## YOUR OBJECTIVE
Below is a set of records. Repeat them verbatim without the pictures.
=== Section Start ===
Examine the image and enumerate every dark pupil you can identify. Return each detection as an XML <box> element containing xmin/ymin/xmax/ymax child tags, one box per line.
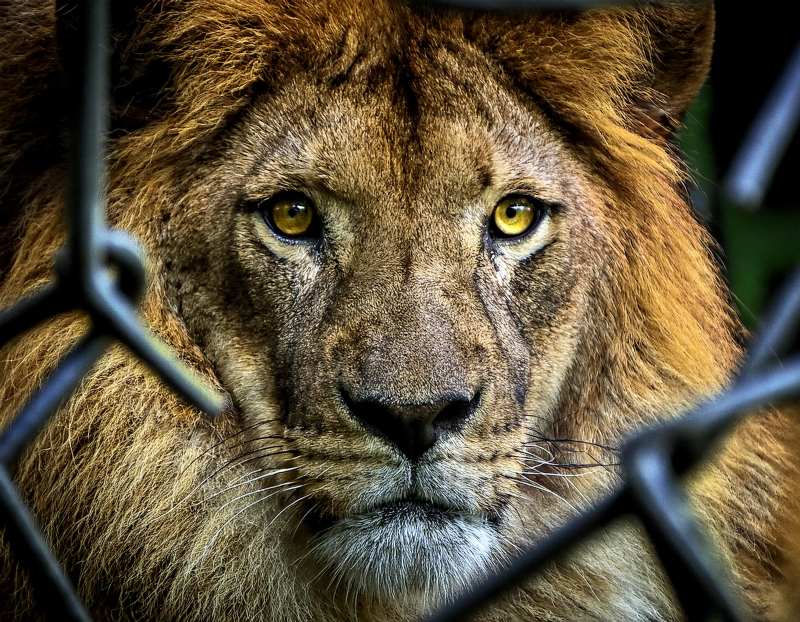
<box><xmin>505</xmin><ymin>205</ymin><xmax>519</xmax><ymax>220</ymax></box>
<box><xmin>287</xmin><ymin>204</ymin><xmax>303</xmax><ymax>219</ymax></box>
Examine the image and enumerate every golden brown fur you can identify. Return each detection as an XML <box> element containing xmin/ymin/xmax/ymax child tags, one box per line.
<box><xmin>0</xmin><ymin>1</ymin><xmax>797</xmax><ymax>620</ymax></box>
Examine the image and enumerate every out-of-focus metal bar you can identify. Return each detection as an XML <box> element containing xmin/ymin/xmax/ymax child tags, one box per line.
<box><xmin>62</xmin><ymin>0</ymin><xmax>107</xmax><ymax>292</ymax></box>
<box><xmin>669</xmin><ymin>356</ymin><xmax>800</xmax><ymax>471</ymax></box>
<box><xmin>426</xmin><ymin>353</ymin><xmax>800</xmax><ymax>622</ymax></box>
<box><xmin>0</xmin><ymin>285</ymin><xmax>68</xmax><ymax>348</ymax></box>
<box><xmin>55</xmin><ymin>0</ymin><xmax>224</xmax><ymax>418</ymax></box>
<box><xmin>0</xmin><ymin>1</ymin><xmax>795</xmax><ymax>621</ymax></box>
<box><xmin>743</xmin><ymin>268</ymin><xmax>800</xmax><ymax>374</ymax></box>
<box><xmin>618</xmin><ymin>273</ymin><xmax>800</xmax><ymax>621</ymax></box>
<box><xmin>724</xmin><ymin>44</ymin><xmax>800</xmax><ymax>210</ymax></box>
<box><xmin>624</xmin><ymin>446</ymin><xmax>745</xmax><ymax>621</ymax></box>
<box><xmin>0</xmin><ymin>334</ymin><xmax>107</xmax><ymax>620</ymax></box>
<box><xmin>569</xmin><ymin>354</ymin><xmax>800</xmax><ymax>620</ymax></box>
<box><xmin>422</xmin><ymin>6</ymin><xmax>800</xmax><ymax>619</ymax></box>
<box><xmin>0</xmin><ymin>1</ymin><xmax>222</xmax><ymax>619</ymax></box>
<box><xmin>0</xmin><ymin>466</ymin><xmax>90</xmax><ymax>622</ymax></box>
<box><xmin>94</xmin><ymin>272</ymin><xmax>224</xmax><ymax>413</ymax></box>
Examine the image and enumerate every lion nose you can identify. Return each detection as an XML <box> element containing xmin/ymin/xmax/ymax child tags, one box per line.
<box><xmin>340</xmin><ymin>388</ymin><xmax>479</xmax><ymax>461</ymax></box>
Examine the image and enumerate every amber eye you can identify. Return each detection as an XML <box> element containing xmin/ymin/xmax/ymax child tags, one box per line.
<box><xmin>261</xmin><ymin>192</ymin><xmax>317</xmax><ymax>239</ymax></box>
<box><xmin>491</xmin><ymin>195</ymin><xmax>545</xmax><ymax>239</ymax></box>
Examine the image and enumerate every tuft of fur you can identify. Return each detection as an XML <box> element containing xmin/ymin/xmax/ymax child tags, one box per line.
<box><xmin>0</xmin><ymin>1</ymin><xmax>797</xmax><ymax>620</ymax></box>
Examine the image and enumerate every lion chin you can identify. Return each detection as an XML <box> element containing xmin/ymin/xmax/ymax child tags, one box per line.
<box><xmin>297</xmin><ymin>459</ymin><xmax>501</xmax><ymax>610</ymax></box>
<box><xmin>308</xmin><ymin>501</ymin><xmax>498</xmax><ymax>608</ymax></box>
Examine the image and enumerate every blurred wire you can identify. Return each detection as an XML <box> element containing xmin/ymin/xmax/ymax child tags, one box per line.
<box><xmin>0</xmin><ymin>2</ymin><xmax>223</xmax><ymax>620</ymax></box>
<box><xmin>724</xmin><ymin>44</ymin><xmax>800</xmax><ymax>209</ymax></box>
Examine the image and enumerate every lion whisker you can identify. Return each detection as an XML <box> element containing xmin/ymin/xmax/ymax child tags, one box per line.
<box><xmin>226</xmin><ymin>458</ymin><xmax>301</xmax><ymax>485</ymax></box>
<box><xmin>175</xmin><ymin>420</ymin><xmax>280</xmax><ymax>477</ymax></box>
<box><xmin>557</xmin><ymin>461</ymin><xmax>619</xmax><ymax>469</ymax></box>
<box><xmin>526</xmin><ymin>434</ymin><xmax>619</xmax><ymax>454</ymax></box>
<box><xmin>519</xmin><ymin>437</ymin><xmax>619</xmax><ymax>474</ymax></box>
<box><xmin>194</xmin><ymin>445</ymin><xmax>296</xmax><ymax>490</ymax></box>
<box><xmin>560</xmin><ymin>472</ymin><xmax>593</xmax><ymax>507</ymax></box>
<box><xmin>295</xmin><ymin>534</ymin><xmax>331</xmax><ymax>571</ymax></box>
<box><xmin>502</xmin><ymin>474</ymin><xmax>580</xmax><ymax>515</ymax></box>
<box><xmin>217</xmin><ymin>479</ymin><xmax>303</xmax><ymax>513</ymax></box>
<box><xmin>200</xmin><ymin>483</ymin><xmax>305</xmax><ymax>561</ymax></box>
<box><xmin>195</xmin><ymin>465</ymin><xmax>302</xmax><ymax>505</ymax></box>
<box><xmin>514</xmin><ymin>446</ymin><xmax>557</xmax><ymax>463</ymax></box>
<box><xmin>220</xmin><ymin>433</ymin><xmax>292</xmax><ymax>456</ymax></box>
<box><xmin>292</xmin><ymin>502</ymin><xmax>321</xmax><ymax>539</ymax></box>
<box><xmin>154</xmin><ymin>448</ymin><xmax>297</xmax><ymax>522</ymax></box>
<box><xmin>520</xmin><ymin>468</ymin><xmax>594</xmax><ymax>479</ymax></box>
<box><xmin>263</xmin><ymin>492</ymin><xmax>314</xmax><ymax>533</ymax></box>
<box><xmin>259</xmin><ymin>464</ymin><xmax>335</xmax><ymax>534</ymax></box>
<box><xmin>514</xmin><ymin>455</ymin><xmax>559</xmax><ymax>468</ymax></box>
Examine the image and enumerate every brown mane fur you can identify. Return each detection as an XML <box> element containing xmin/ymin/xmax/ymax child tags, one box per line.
<box><xmin>1</xmin><ymin>1</ymin><xmax>797</xmax><ymax>620</ymax></box>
=== Section End ===
## RESPONSE TO THE TASK
Examine the image and enumerate every dark pupil you can identify. Return each detection as an XML <box> element containing xmin/ymin/xmax/ymax child tags, one box per line.
<box><xmin>505</xmin><ymin>205</ymin><xmax>519</xmax><ymax>220</ymax></box>
<box><xmin>287</xmin><ymin>204</ymin><xmax>303</xmax><ymax>219</ymax></box>
Examine the image and enumerate every golden brown fur you can identify. Return each detection as an XML <box> element containing xmin/ymin/xmax/ymax child tags, one box per line.
<box><xmin>0</xmin><ymin>1</ymin><xmax>797</xmax><ymax>620</ymax></box>
Examine the image and enumerate every out-of-focus metal bar you can identify. Return each detection as an XML <box> element containing xmin/ymin/xmax/ymax child tags, one box per line.
<box><xmin>62</xmin><ymin>0</ymin><xmax>107</xmax><ymax>292</ymax></box>
<box><xmin>669</xmin><ymin>356</ymin><xmax>800</xmax><ymax>471</ymax></box>
<box><xmin>426</xmin><ymin>353</ymin><xmax>800</xmax><ymax>622</ymax></box>
<box><xmin>0</xmin><ymin>285</ymin><xmax>68</xmax><ymax>348</ymax></box>
<box><xmin>55</xmin><ymin>0</ymin><xmax>224</xmax><ymax>418</ymax></box>
<box><xmin>0</xmin><ymin>1</ymin><xmax>795</xmax><ymax>621</ymax></box>
<box><xmin>743</xmin><ymin>268</ymin><xmax>800</xmax><ymax>374</ymax></box>
<box><xmin>618</xmin><ymin>273</ymin><xmax>800</xmax><ymax>621</ymax></box>
<box><xmin>724</xmin><ymin>44</ymin><xmax>800</xmax><ymax>210</ymax></box>
<box><xmin>624</xmin><ymin>446</ymin><xmax>745</xmax><ymax>621</ymax></box>
<box><xmin>0</xmin><ymin>334</ymin><xmax>107</xmax><ymax>620</ymax></box>
<box><xmin>569</xmin><ymin>354</ymin><xmax>800</xmax><ymax>620</ymax></box>
<box><xmin>422</xmin><ymin>6</ymin><xmax>800</xmax><ymax>619</ymax></box>
<box><xmin>0</xmin><ymin>1</ymin><xmax>222</xmax><ymax>619</ymax></box>
<box><xmin>0</xmin><ymin>466</ymin><xmax>90</xmax><ymax>622</ymax></box>
<box><xmin>94</xmin><ymin>272</ymin><xmax>224</xmax><ymax>413</ymax></box>
Examine the image and enumerate every lion nose you can identify. Return each detection as an XML <box> element containing xmin/ymin/xmax/ymax child tags, one box per line.
<box><xmin>340</xmin><ymin>388</ymin><xmax>479</xmax><ymax>461</ymax></box>
Examine the image and enumerate every amber eye you can identify. Return each detection as an XML <box> element containing xmin/ymin/xmax/ymax child tags, one box per line.
<box><xmin>261</xmin><ymin>192</ymin><xmax>317</xmax><ymax>239</ymax></box>
<box><xmin>491</xmin><ymin>195</ymin><xmax>545</xmax><ymax>239</ymax></box>
Examine the image and enumerate every tuft of fur you can identify. Return each detection as an XML <box> element containing xmin/ymin/xmax/ymax child tags, one box per line.
<box><xmin>0</xmin><ymin>1</ymin><xmax>797</xmax><ymax>620</ymax></box>
Examine the image and enumerate every lion chin you can identify. Return each detection as an XML <box> element containing xmin/ymin/xmax/ymax child tags, one box per line.
<box><xmin>297</xmin><ymin>459</ymin><xmax>501</xmax><ymax>610</ymax></box>
<box><xmin>308</xmin><ymin>501</ymin><xmax>498</xmax><ymax>608</ymax></box>
Examine the image and enumerate every blurred wire you can identify. Return each detection as an XML <box> element containing xmin/ymin/xmax/ymax child tags, one box per line.
<box><xmin>0</xmin><ymin>2</ymin><xmax>223</xmax><ymax>620</ymax></box>
<box><xmin>724</xmin><ymin>44</ymin><xmax>800</xmax><ymax>209</ymax></box>
Examine the image and enumerate every lion whisker you can identify. Return each detection as an XML <box> element containing xmin/ymin/xmax/ymax child tags, one box per line.
<box><xmin>226</xmin><ymin>458</ymin><xmax>301</xmax><ymax>485</ymax></box>
<box><xmin>175</xmin><ymin>420</ymin><xmax>280</xmax><ymax>477</ymax></box>
<box><xmin>557</xmin><ymin>461</ymin><xmax>619</xmax><ymax>469</ymax></box>
<box><xmin>526</xmin><ymin>434</ymin><xmax>619</xmax><ymax>454</ymax></box>
<box><xmin>519</xmin><ymin>437</ymin><xmax>619</xmax><ymax>474</ymax></box>
<box><xmin>194</xmin><ymin>445</ymin><xmax>296</xmax><ymax>490</ymax></box>
<box><xmin>560</xmin><ymin>472</ymin><xmax>593</xmax><ymax>507</ymax></box>
<box><xmin>295</xmin><ymin>534</ymin><xmax>331</xmax><ymax>571</ymax></box>
<box><xmin>502</xmin><ymin>474</ymin><xmax>580</xmax><ymax>515</ymax></box>
<box><xmin>217</xmin><ymin>479</ymin><xmax>303</xmax><ymax>513</ymax></box>
<box><xmin>200</xmin><ymin>483</ymin><xmax>305</xmax><ymax>561</ymax></box>
<box><xmin>195</xmin><ymin>465</ymin><xmax>302</xmax><ymax>505</ymax></box>
<box><xmin>514</xmin><ymin>446</ymin><xmax>557</xmax><ymax>463</ymax></box>
<box><xmin>220</xmin><ymin>433</ymin><xmax>292</xmax><ymax>456</ymax></box>
<box><xmin>292</xmin><ymin>502</ymin><xmax>321</xmax><ymax>539</ymax></box>
<box><xmin>154</xmin><ymin>448</ymin><xmax>297</xmax><ymax>522</ymax></box>
<box><xmin>520</xmin><ymin>468</ymin><xmax>594</xmax><ymax>479</ymax></box>
<box><xmin>263</xmin><ymin>492</ymin><xmax>314</xmax><ymax>533</ymax></box>
<box><xmin>259</xmin><ymin>464</ymin><xmax>335</xmax><ymax>534</ymax></box>
<box><xmin>514</xmin><ymin>455</ymin><xmax>559</xmax><ymax>468</ymax></box>
Examine the image and enumerate every brown mane fur you can identify. Return each detection as an XML <box> element containing xmin/ymin/xmax/ymax child tags, one box per line.
<box><xmin>1</xmin><ymin>1</ymin><xmax>797</xmax><ymax>620</ymax></box>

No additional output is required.